— TASK OBJECTIVE —
Copy the lines below, beginning with the one that contains "The component shall" and continuing through the final line, exactly as written and with no other lines.
+++ RECORDS TO USE
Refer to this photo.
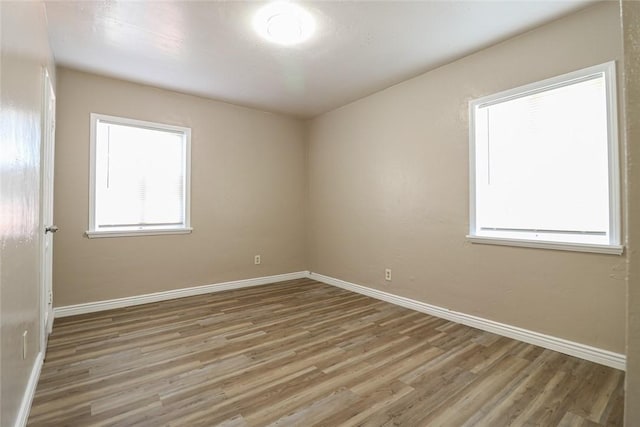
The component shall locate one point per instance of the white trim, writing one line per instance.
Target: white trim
(30, 391)
(608, 71)
(540, 244)
(593, 354)
(132, 233)
(184, 131)
(91, 307)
++++++
— ANSWER FOR THE TASK —
The component shall locate one point per instance of the white trim, writing one line per instance.
Target: white trim
(30, 391)
(608, 71)
(540, 244)
(593, 354)
(132, 233)
(184, 131)
(91, 307)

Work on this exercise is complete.